Instructions to follow: Exact wording is required: give all the records again, minus the pictures.

[Dataset extract]

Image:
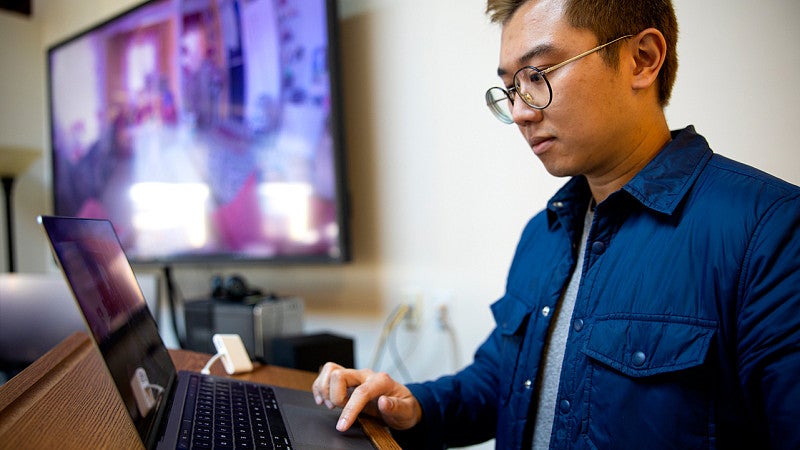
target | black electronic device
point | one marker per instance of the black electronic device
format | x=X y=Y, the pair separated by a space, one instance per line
x=311 y=351
x=205 y=130
x=257 y=322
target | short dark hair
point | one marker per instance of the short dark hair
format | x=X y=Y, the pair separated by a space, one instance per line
x=610 y=19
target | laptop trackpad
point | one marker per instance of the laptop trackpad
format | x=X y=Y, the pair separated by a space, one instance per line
x=314 y=427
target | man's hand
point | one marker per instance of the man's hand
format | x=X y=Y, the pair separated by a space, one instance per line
x=375 y=393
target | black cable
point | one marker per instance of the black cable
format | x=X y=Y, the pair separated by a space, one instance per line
x=172 y=301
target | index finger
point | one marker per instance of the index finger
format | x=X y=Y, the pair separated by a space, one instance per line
x=321 y=386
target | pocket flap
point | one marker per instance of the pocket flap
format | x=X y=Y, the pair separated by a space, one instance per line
x=645 y=346
x=509 y=314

[/Dataset extract]

Solution to the problem:
Image:
target | black electronic device
point | one marker per instance of the black electronic device
format | x=X y=Y, the pair separated by a space, one instance per line
x=311 y=351
x=205 y=130
x=257 y=322
target | short dark hair
point | one marker per instance of the short dark hair
format | x=X y=Y, the pair separated by a space, one instance per line
x=610 y=19
target | laptop trackpad
point | one marker per instance of the laptop trackpad
format | x=X y=Y, the pair separated by a space, one instance per line
x=314 y=427
target | man's hand
point | one marker per instance of the man's hand
format | x=X y=Y, the pair separated by a space, one instance per line
x=375 y=393
target | black cable
point | one marker per instance of the black cable
format | x=X y=Y, the pair separated by a space, one instance per line
x=172 y=301
target | index finger
point | one marker per instance of the index finger
format | x=X y=Y, the pair separated by a space, one instance per line
x=321 y=386
target | pocket flap
point | one marker per instance of the pocket flap
format | x=X y=Y, the pair separated by a space, one instance per line
x=645 y=346
x=509 y=314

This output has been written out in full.